Task instructions:
1) Please transcribe everything in the column about Chuck Chaffee from "Read about Chaffee" down to "and Greg Finch.".
2) Answer these about the column on Chuck Chaffee:
(a) Whose editors chose Chaffee as the Rubber Industry Executive of the Year?
(b) In what year was the Rubber Industry Buyers Association started?
(c) Which two industries had gone the consortium route with success?

Text block:
-----
I disagree with Chuck Chaffee, CEO of BRC Rubber & Plastics Inc., whom the editors of Rubber & Plastics News chose as the Rubber Industry Executive of the Year.
This is slightly remarkable because he's always been one of my favorite rubber industry personalities since I met him years ago at a Rubber Manufacturers Association meeting. I see eye to eye with him on many issues.
Read about Chaffee in the page 1 story and sidebar in this issue, and you're likely to come to the same conclusion I have: He's the kind of guy you'd want to work with, a good representative of the rubber industry.
Chuck always struck me as being very honest, a man without “spin.” He's CEO of a traditional rubber processing company, but the business is anything but staid. BRC changes with the times, always has.
He also shows his intelligence by being frugal, and surrounding himself with some pretty sharp people, including his brother, Cliff, other family members and top-flight executives like Mike Meyer and Greg Finch.
And now to the disagreement. It concerns the Rubber Industry Buyers Association, a cooperative of several similar rubber processors, of which BRC was a founding member and the driving force. The idea behind RIBA was strength in numbers. Volume is everything when it comes to procurement, and if several rubber processors could order as a block, they should be able to get a better price.
The medical and boating industries had gone the consortium route, with success, so why not rubber?
Started in 2000, RIBA didn't make it through the decade. Chuck said RIBA was ahead of its time. I, however, believe RIBA just exposed a significant trait of the rubber industry. Cooperation isn't the norm in this business.
-----
Data shown:

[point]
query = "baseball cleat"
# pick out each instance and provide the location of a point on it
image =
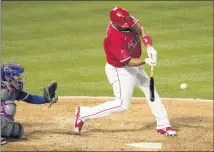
(78, 123)
(166, 131)
(3, 141)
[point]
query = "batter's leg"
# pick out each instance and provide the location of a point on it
(122, 81)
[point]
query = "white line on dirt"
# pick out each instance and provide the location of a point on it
(152, 145)
(139, 98)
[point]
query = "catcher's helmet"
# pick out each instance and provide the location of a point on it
(12, 73)
(122, 18)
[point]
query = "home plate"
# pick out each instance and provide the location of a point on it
(153, 145)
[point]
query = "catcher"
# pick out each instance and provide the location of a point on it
(12, 83)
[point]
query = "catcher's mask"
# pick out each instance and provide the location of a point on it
(12, 73)
(122, 18)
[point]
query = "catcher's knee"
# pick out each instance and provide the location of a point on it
(14, 130)
(18, 130)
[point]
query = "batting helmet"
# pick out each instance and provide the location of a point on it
(122, 18)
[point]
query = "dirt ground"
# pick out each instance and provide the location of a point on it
(52, 129)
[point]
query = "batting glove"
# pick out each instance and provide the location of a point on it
(149, 61)
(152, 53)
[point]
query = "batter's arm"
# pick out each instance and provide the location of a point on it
(140, 30)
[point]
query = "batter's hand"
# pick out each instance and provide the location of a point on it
(152, 53)
(149, 61)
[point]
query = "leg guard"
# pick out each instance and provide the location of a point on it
(10, 128)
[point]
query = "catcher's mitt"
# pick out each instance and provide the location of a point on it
(49, 92)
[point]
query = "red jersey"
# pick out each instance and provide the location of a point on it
(120, 46)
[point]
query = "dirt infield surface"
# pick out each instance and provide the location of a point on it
(52, 129)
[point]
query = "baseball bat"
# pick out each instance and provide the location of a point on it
(151, 85)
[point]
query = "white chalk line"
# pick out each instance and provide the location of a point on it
(153, 145)
(146, 145)
(135, 98)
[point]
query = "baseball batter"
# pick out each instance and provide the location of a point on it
(12, 82)
(122, 45)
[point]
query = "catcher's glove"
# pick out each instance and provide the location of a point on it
(49, 93)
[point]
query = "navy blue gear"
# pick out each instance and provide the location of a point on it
(11, 91)
(12, 73)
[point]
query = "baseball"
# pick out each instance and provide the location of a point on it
(183, 86)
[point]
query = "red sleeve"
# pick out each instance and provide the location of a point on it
(120, 50)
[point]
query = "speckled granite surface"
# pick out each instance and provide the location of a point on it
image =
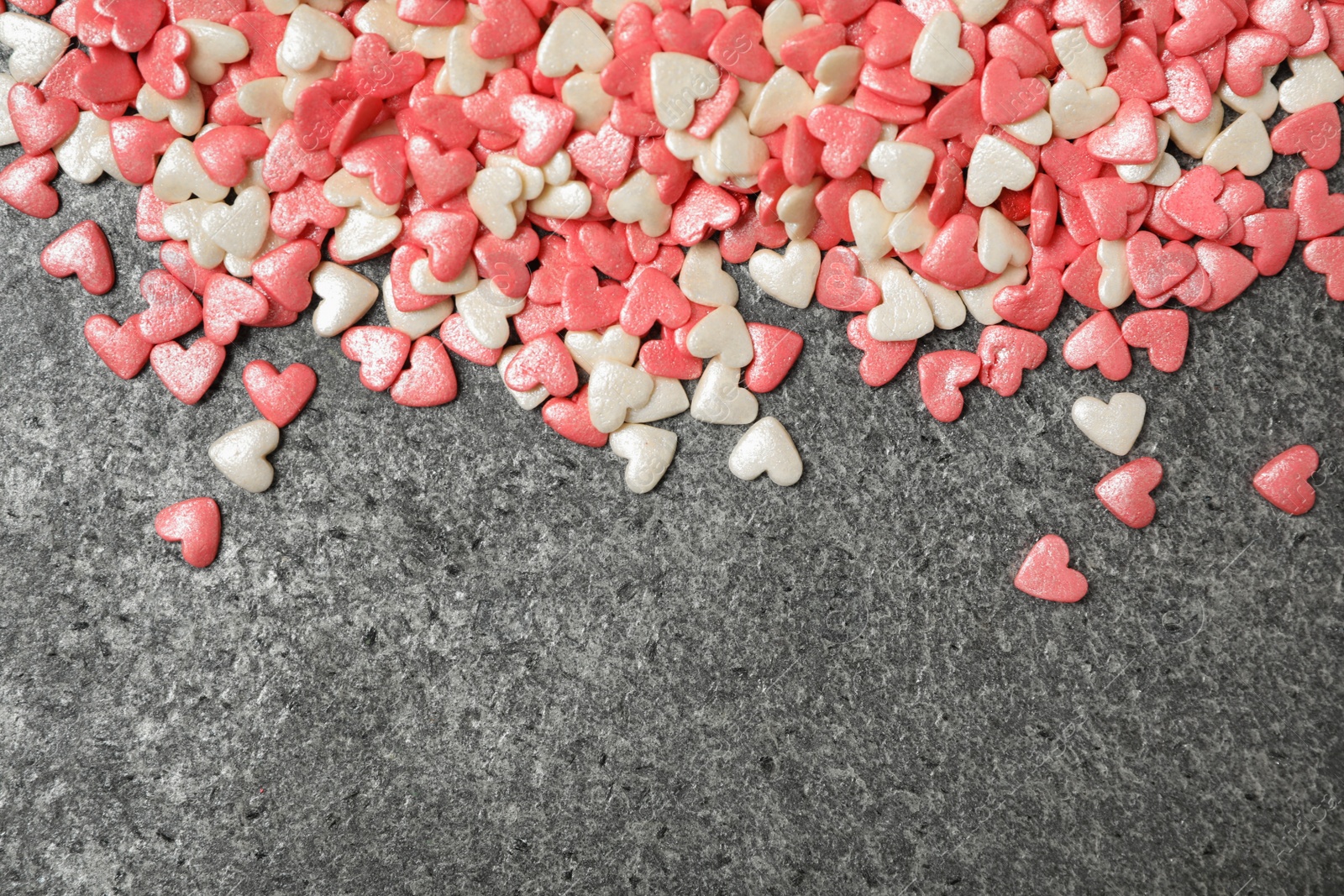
(448, 653)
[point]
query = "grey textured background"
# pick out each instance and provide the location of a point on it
(448, 653)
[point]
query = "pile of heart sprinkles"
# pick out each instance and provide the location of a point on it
(559, 183)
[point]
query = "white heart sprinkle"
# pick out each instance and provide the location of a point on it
(719, 399)
(937, 56)
(613, 390)
(766, 448)
(790, 277)
(346, 295)
(241, 454)
(647, 450)
(994, 167)
(703, 280)
(1112, 426)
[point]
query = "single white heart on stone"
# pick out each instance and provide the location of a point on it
(734, 149)
(797, 208)
(904, 168)
(265, 98)
(349, 191)
(181, 176)
(766, 448)
(573, 40)
(613, 390)
(1000, 242)
(297, 82)
(346, 296)
(186, 222)
(613, 344)
(35, 46)
(363, 235)
(785, 94)
(1140, 174)
(7, 134)
(1243, 145)
(996, 165)
(526, 399)
(980, 13)
(558, 170)
(703, 280)
(870, 222)
(464, 73)
(1035, 129)
(1263, 103)
(938, 58)
(215, 46)
(1077, 112)
(239, 228)
(486, 311)
(636, 202)
(723, 335)
(1316, 80)
(678, 81)
(241, 454)
(564, 202)
(87, 149)
(432, 40)
(790, 277)
(414, 324)
(1084, 62)
(949, 312)
(980, 300)
(719, 399)
(312, 35)
(837, 74)
(669, 399)
(591, 103)
(647, 452)
(1115, 285)
(534, 179)
(492, 195)
(186, 114)
(1194, 139)
(911, 230)
(425, 282)
(1112, 426)
(380, 16)
(904, 313)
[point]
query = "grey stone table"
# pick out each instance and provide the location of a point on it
(449, 653)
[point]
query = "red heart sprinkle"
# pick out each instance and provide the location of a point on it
(1284, 479)
(1046, 573)
(195, 523)
(280, 396)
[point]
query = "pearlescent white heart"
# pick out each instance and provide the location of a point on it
(904, 313)
(1000, 242)
(938, 58)
(613, 390)
(1113, 426)
(722, 333)
(996, 165)
(766, 448)
(1243, 145)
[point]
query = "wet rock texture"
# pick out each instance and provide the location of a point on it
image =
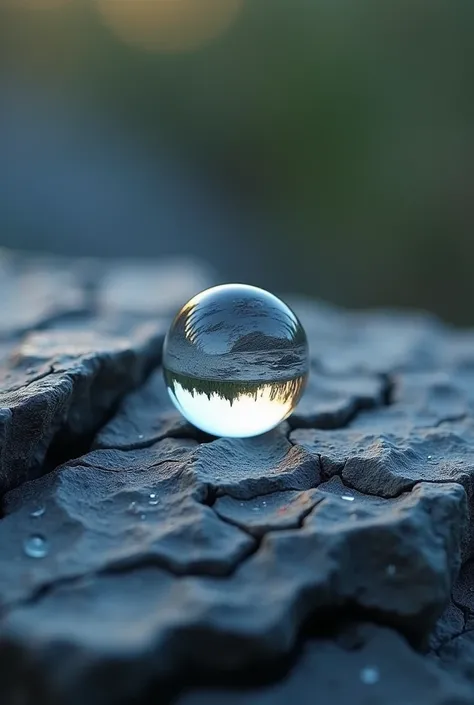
(329, 561)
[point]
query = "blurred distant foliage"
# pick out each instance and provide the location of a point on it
(351, 124)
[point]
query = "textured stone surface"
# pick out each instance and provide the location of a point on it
(366, 664)
(166, 559)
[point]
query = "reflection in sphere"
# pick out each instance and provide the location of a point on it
(235, 360)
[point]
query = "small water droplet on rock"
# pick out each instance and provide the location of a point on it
(36, 546)
(370, 675)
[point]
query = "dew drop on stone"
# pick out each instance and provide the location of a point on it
(36, 546)
(235, 361)
(370, 675)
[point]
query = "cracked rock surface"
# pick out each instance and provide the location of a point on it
(142, 561)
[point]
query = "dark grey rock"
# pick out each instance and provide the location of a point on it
(85, 348)
(111, 509)
(250, 467)
(332, 401)
(162, 556)
(371, 665)
(62, 385)
(269, 512)
(395, 558)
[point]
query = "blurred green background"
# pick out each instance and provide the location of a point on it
(317, 146)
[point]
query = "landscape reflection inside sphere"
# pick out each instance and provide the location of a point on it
(235, 360)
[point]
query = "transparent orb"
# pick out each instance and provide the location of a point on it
(235, 361)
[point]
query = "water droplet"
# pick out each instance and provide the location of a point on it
(370, 675)
(235, 361)
(36, 546)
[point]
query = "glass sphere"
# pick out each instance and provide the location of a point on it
(235, 361)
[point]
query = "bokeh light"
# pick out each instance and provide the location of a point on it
(169, 25)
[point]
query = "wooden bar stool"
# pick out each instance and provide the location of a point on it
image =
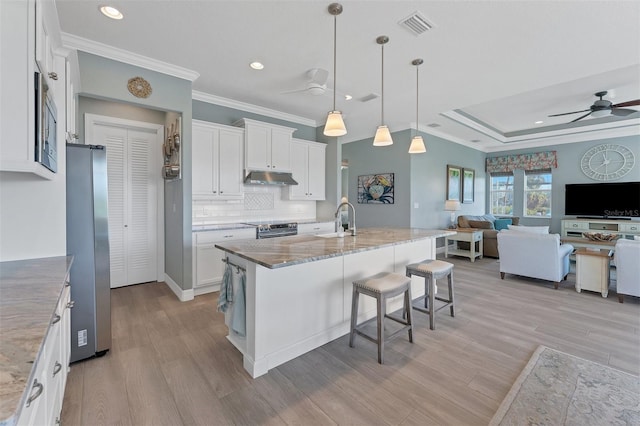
(432, 270)
(382, 286)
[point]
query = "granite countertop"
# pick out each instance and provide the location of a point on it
(30, 292)
(287, 251)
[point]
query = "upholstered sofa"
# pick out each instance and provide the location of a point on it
(533, 255)
(627, 261)
(487, 223)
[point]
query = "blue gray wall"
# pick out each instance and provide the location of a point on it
(107, 79)
(568, 171)
(420, 180)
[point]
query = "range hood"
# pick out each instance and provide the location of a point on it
(258, 177)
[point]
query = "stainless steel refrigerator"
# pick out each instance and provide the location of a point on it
(88, 242)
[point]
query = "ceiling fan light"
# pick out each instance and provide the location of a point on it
(417, 145)
(335, 125)
(383, 137)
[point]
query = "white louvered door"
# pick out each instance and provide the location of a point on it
(132, 204)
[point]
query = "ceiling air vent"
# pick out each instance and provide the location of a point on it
(416, 23)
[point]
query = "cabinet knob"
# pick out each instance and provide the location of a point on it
(39, 387)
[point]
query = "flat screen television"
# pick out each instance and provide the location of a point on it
(603, 200)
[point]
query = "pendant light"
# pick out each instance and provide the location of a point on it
(383, 137)
(335, 124)
(417, 144)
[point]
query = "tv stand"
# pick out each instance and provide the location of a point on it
(603, 218)
(575, 227)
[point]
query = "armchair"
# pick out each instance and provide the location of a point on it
(627, 261)
(533, 255)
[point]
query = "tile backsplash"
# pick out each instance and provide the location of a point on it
(260, 203)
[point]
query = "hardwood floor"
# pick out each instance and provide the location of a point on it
(170, 362)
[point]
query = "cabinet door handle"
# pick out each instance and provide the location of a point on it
(57, 368)
(39, 387)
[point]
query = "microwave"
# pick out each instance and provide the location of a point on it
(46, 149)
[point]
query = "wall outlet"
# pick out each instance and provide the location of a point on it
(82, 338)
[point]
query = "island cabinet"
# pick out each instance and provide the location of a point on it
(216, 161)
(35, 324)
(207, 260)
(316, 228)
(308, 169)
(299, 288)
(266, 146)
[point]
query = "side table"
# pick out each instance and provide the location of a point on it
(472, 236)
(592, 270)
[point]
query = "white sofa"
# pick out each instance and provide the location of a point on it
(533, 255)
(627, 261)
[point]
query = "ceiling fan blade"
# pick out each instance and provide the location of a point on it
(620, 112)
(628, 103)
(568, 113)
(320, 76)
(293, 91)
(581, 117)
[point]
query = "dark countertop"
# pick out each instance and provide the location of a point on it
(30, 290)
(287, 251)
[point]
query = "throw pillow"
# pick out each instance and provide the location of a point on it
(480, 224)
(502, 223)
(530, 229)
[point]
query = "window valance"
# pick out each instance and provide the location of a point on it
(534, 161)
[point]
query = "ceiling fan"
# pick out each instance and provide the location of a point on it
(316, 84)
(603, 107)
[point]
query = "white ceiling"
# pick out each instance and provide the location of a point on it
(491, 68)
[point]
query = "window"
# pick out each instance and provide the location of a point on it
(502, 194)
(537, 193)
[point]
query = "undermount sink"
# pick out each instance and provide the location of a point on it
(331, 235)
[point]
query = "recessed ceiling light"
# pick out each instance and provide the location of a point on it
(111, 12)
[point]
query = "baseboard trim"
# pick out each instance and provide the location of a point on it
(183, 295)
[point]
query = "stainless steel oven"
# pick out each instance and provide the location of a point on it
(274, 230)
(46, 148)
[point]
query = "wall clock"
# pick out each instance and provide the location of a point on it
(607, 162)
(139, 87)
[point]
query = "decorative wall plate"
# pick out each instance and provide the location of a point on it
(139, 87)
(607, 162)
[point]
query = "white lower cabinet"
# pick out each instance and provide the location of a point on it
(207, 262)
(46, 391)
(316, 228)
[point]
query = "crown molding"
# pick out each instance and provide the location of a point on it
(255, 109)
(71, 41)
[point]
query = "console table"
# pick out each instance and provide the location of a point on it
(472, 236)
(592, 270)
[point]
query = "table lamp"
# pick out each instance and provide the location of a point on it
(452, 206)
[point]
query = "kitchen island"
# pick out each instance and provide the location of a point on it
(298, 289)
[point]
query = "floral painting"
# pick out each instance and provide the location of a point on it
(375, 189)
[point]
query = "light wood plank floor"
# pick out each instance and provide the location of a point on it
(171, 364)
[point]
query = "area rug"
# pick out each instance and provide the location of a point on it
(556, 388)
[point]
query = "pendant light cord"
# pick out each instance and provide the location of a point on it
(335, 46)
(382, 99)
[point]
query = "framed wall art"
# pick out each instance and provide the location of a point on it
(454, 182)
(468, 182)
(376, 189)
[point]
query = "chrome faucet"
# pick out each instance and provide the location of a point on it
(352, 228)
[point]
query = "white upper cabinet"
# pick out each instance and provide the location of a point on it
(308, 169)
(267, 146)
(216, 161)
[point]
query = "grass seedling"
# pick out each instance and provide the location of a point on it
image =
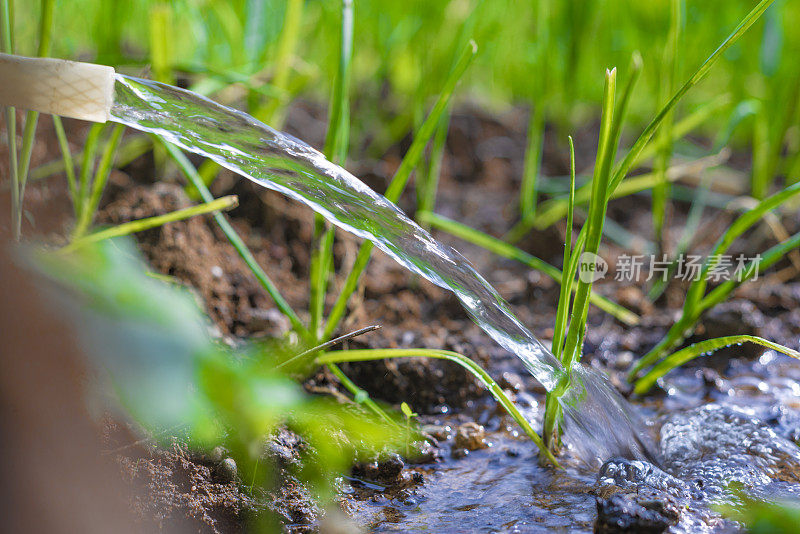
(398, 183)
(573, 344)
(463, 361)
(698, 299)
(20, 167)
(336, 145)
(703, 348)
(501, 248)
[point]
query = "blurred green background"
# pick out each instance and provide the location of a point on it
(548, 53)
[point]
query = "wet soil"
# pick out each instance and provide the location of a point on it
(471, 478)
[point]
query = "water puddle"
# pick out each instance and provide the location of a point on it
(599, 422)
(714, 430)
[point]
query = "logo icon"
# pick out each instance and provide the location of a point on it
(591, 267)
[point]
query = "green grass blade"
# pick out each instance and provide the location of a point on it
(691, 313)
(7, 44)
(532, 162)
(501, 248)
(359, 395)
(336, 147)
(191, 174)
(768, 259)
(644, 138)
(644, 384)
(87, 163)
(660, 193)
(743, 223)
(426, 191)
(597, 211)
(553, 210)
(463, 361)
(99, 183)
(567, 279)
(223, 203)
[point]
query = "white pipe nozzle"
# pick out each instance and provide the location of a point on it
(68, 88)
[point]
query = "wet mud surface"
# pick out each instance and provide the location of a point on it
(734, 416)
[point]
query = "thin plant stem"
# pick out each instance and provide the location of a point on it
(399, 181)
(224, 203)
(7, 43)
(594, 223)
(66, 157)
(645, 383)
(191, 174)
(91, 202)
(501, 248)
(336, 145)
(463, 361)
(32, 117)
(568, 276)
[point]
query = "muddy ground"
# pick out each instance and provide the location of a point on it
(479, 474)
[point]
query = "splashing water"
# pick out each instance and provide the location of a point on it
(599, 423)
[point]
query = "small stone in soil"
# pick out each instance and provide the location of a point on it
(622, 513)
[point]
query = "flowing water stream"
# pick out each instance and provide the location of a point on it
(599, 423)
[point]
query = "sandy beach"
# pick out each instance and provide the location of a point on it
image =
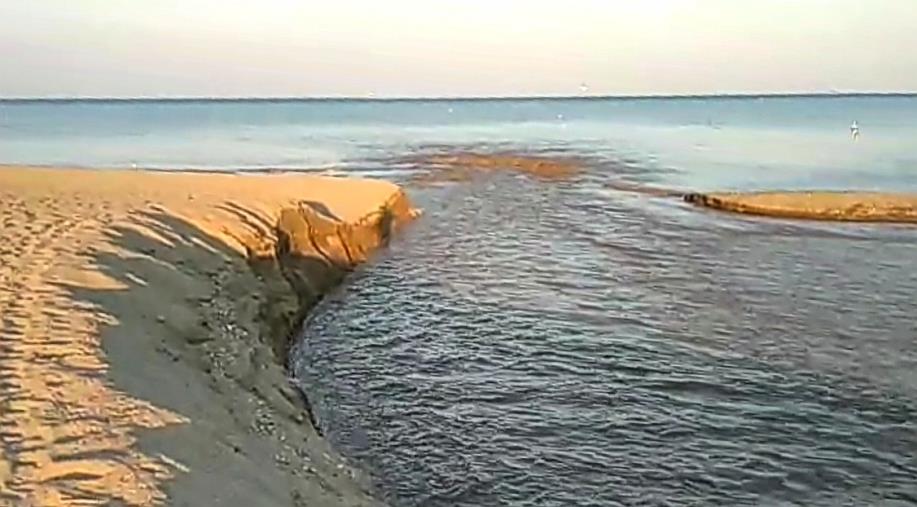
-----
Per-task answers:
1)
Read about Chaffee in the page 1 story and sidebar in this issue, and you're likely to come to the same conclusion I have: He's the kind of guy you'd want to work with, a good representative of the rubber industry.
Chuck always struck me as being very honest, a man without “spin.” He's CEO of a traditional rubber processing company, but the business is anything but staid. BRC changes with the times, always has.
He also shows his intelligence by being frugal, and surrounding himself with some pretty sharp people, including his brother, Cliff, other family members and top-flight executives like Mike Meyer and Greg Finch.

2)
(a) The editors of Rubber & Plastics News
(b) 2000
(c) The medical and boating industries